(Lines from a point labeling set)
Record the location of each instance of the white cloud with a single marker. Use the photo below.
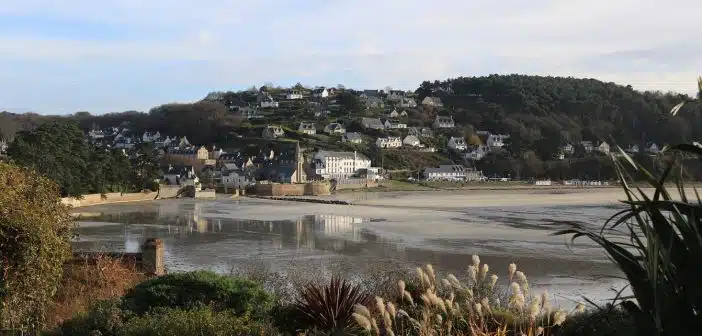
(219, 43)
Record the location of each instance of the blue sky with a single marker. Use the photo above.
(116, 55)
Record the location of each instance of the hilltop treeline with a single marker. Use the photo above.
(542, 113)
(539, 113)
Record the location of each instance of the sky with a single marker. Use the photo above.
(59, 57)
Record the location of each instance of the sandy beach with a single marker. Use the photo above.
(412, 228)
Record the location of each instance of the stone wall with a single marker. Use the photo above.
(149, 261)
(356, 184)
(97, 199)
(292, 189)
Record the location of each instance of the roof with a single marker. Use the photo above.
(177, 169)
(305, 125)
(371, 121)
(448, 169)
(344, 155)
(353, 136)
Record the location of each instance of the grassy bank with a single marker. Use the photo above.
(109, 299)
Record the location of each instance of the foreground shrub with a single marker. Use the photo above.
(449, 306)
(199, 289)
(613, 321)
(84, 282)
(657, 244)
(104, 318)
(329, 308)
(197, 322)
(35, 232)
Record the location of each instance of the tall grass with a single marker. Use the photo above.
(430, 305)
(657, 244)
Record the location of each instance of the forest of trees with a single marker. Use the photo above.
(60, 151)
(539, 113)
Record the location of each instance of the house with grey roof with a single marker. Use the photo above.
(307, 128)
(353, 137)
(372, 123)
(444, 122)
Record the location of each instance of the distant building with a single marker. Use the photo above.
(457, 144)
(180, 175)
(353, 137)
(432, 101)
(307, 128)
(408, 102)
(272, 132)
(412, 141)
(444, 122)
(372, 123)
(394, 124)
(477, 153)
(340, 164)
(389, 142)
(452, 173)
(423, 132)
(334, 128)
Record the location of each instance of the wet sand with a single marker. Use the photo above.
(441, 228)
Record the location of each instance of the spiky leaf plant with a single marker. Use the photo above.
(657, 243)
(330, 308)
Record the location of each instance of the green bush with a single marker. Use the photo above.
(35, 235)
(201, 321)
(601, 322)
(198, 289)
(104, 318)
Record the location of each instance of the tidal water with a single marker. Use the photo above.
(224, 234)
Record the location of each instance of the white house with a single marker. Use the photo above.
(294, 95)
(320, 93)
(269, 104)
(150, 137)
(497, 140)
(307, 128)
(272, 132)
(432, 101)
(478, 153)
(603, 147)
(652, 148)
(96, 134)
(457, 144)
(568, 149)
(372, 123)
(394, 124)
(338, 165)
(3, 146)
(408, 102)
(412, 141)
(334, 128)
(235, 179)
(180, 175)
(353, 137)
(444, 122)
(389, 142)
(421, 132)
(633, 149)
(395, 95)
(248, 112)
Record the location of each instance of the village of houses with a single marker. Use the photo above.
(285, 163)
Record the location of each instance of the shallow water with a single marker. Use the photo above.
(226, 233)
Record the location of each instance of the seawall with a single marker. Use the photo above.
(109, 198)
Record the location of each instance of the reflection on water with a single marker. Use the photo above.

● EXERCISE OBJECTIVE
Can you copy the lines above word for word, starting at the line that contains "Record the location of each instance of the shallow" and ending with the final line, including both of those lines?

● SOLUTION TO THE EXERCISE
Record the location of each instance of the shallow water with a single marker. Use the photo above.
(226, 233)
Record the location of each instance of the seawall with a single marker. Use the photo above.
(109, 198)
Record the location of each instance of the reflection on water with a single marker. Use the photo above.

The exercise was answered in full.